Your instructions: Please print all of the material below, word for word.

Given records:

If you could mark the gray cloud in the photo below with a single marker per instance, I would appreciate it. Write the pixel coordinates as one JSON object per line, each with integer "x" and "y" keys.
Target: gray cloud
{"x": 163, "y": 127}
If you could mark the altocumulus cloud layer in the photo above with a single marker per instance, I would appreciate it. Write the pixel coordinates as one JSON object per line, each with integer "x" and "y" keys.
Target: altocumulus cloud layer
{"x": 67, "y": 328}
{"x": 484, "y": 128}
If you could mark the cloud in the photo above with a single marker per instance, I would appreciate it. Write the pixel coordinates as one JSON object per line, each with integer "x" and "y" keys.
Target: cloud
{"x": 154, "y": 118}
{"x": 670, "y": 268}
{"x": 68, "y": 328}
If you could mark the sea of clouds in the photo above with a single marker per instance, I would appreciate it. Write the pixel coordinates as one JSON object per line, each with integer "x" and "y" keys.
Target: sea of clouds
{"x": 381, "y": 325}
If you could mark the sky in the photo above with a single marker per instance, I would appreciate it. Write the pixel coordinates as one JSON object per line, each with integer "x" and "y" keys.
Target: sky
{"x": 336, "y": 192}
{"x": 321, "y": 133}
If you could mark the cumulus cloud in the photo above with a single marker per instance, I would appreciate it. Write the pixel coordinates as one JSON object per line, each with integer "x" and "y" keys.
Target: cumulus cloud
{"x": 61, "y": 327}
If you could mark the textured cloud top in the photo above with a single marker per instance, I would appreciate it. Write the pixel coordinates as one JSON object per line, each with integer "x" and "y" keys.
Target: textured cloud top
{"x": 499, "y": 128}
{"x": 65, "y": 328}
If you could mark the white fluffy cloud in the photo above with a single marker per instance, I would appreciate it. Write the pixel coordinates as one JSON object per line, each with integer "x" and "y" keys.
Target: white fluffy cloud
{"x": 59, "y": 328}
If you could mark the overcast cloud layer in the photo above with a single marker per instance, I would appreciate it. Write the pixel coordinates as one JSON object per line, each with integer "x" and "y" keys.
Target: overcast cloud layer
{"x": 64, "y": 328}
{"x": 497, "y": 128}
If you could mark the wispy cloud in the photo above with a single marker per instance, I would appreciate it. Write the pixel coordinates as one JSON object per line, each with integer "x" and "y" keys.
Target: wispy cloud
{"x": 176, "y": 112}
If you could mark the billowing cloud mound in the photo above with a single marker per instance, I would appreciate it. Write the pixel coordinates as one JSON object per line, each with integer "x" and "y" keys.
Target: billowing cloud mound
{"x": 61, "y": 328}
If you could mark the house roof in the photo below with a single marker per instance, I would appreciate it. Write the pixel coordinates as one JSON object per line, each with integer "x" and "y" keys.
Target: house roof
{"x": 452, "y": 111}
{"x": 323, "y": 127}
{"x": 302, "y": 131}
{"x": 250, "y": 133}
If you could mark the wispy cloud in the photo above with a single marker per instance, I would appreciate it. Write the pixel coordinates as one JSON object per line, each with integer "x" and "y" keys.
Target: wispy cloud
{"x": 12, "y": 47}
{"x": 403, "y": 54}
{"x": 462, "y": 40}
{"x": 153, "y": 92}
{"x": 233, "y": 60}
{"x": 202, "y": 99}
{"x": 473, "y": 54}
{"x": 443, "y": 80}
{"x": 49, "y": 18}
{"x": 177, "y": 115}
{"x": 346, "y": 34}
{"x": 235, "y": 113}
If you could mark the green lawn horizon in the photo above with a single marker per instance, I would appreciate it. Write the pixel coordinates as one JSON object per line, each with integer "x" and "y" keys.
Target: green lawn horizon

Output for this task:
If you could mark the gray cloud in the photo below with a single marker per instance, I would appreciate it. Write the pixel coordinates as one JSON object per line, each with integer "x" and "y" keys.
Target: gray cloud
{"x": 163, "y": 127}
If you could mark the altocumulus cloud layer in the photo above with a single marker per instance, I would appreciate it. Write the pixel coordinates as one JSON object per line, each with integer "x" and "y" keys.
Target: altocumulus cloud layer
{"x": 67, "y": 328}
{"x": 484, "y": 128}
If you could mark the cloud in the photo above with a single marker per instance, I would appreciate it. Write the pixel coordinates as one JSON object per line, each with integer "x" and "y" keys.
Target: cloud
{"x": 154, "y": 118}
{"x": 670, "y": 268}
{"x": 68, "y": 328}
If you could mark the sea of clouds in the photo above with a single marker per instance, I would appreciate it. Write the pixel coordinates as one JSON object per line, each with integer "x" and "y" keys.
Target: sea of clouds
{"x": 381, "y": 325}
If you could mark the sky in the photo above with a single marker per instance, I would appreciate it. Write the pixel coordinates as one JSON object per line, each with integer "x" and "y" keys.
Target: sky
{"x": 336, "y": 192}
{"x": 321, "y": 133}
If you could mark the cumulus cloud in the photo above with a single marker per instance, I would appreciate it. Write the pixel coordinates as one JSON object per line, each with integer "x" and "y" keys.
Target: cumulus cloud
{"x": 61, "y": 327}
If you could mark the textured cloud top in the photo above with a single marker per instance, I would appreciate it. Write the pixel coordinates as one JSON object per line, each with integer "x" and "y" keys.
Target: textured cloud top
{"x": 499, "y": 128}
{"x": 65, "y": 328}
If you could mark the white fluffy cloud in the photo above with a single marker per instance, I would appreciate it. Write the pixel coordinates as one JSON object per line, each with integer "x" and "y" keys.
Target: white fluffy cloud
{"x": 59, "y": 328}
If you could mark the overcast cloud layer in the photo above with a single marker per instance, I would appreciate it. Write the pixel coordinates as one JSON object per line, each with integer "x" and "y" keys.
Target: overcast cloud layer
{"x": 64, "y": 328}
{"x": 497, "y": 128}
If you could mark the wispy cloud in the photo above with a single marker per instance, I would appreciate it. Write the pixel coordinates as one JSON object per line, each with integer "x" and "y" keys.
Target: wispy cloud
{"x": 176, "y": 112}
If you could mark the billowing cloud mound in the photo above with a single marker per instance, I would appreciate it. Write the pixel coordinates as one JSON object per line, each with integer "x" and "y" keys.
Target: billowing cloud mound
{"x": 61, "y": 328}
If you could mark the house roof in the photo below with a single marker per instance, I would appreciate it. Write the pixel coordinates as one JSON object per line, each with integer "x" and "y" keys.
Target: house roof
{"x": 452, "y": 111}
{"x": 323, "y": 127}
{"x": 302, "y": 131}
{"x": 250, "y": 133}
If you could mark the wispy cloud in the photo above with a single marker per instance, I would appreciate it. Write the pixel coordinates as one JSON object per line, each with integer "x" and "y" keys.
Target: wispy cloud
{"x": 12, "y": 47}
{"x": 403, "y": 54}
{"x": 462, "y": 40}
{"x": 153, "y": 92}
{"x": 233, "y": 60}
{"x": 202, "y": 99}
{"x": 473, "y": 54}
{"x": 443, "y": 80}
{"x": 49, "y": 18}
{"x": 177, "y": 115}
{"x": 346, "y": 34}
{"x": 235, "y": 113}
If you could mark the green lawn horizon in the photo above with a single marker per instance, I would appreciate it. Write the pixel coordinates as one JSON object per line, each with integer "x" and "y" keys.
Target: green lawn horizon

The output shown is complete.